Records provided:
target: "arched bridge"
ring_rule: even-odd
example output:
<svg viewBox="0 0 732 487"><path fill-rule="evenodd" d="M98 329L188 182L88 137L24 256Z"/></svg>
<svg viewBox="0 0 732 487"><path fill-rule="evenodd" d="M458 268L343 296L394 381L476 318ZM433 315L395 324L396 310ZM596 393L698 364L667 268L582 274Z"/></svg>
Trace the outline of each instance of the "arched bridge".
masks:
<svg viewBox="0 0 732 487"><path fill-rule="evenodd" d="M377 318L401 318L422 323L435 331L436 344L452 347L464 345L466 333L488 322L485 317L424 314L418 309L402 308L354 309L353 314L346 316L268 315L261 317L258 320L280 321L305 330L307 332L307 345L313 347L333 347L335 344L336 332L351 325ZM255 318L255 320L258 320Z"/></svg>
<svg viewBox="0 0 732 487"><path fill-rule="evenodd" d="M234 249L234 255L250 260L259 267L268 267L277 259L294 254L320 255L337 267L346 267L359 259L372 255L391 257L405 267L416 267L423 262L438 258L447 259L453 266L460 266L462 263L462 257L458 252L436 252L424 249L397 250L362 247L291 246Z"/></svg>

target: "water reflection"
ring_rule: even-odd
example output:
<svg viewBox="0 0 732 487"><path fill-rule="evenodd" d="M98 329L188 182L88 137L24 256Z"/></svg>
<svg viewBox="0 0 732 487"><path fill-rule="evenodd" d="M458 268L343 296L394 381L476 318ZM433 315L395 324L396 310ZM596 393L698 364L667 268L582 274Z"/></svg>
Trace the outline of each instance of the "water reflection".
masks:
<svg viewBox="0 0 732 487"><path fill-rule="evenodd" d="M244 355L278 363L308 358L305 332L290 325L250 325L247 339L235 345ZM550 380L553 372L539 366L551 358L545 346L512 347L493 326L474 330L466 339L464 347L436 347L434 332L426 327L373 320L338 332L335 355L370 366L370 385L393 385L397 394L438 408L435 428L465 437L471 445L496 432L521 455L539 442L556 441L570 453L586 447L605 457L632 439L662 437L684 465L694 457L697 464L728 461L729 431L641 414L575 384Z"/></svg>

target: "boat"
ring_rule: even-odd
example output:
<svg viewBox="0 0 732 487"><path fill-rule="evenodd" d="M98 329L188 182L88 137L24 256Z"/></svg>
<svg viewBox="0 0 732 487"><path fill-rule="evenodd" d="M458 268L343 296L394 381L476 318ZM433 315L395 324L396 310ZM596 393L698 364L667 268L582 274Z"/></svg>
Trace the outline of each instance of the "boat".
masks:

Job: Please list every line in the listing above that contains the string "bridge", treating uppercase and lowercase letters as different.

Solved problem:
target: "arched bridge"
Trace the outline of each instance of the "arched bridge".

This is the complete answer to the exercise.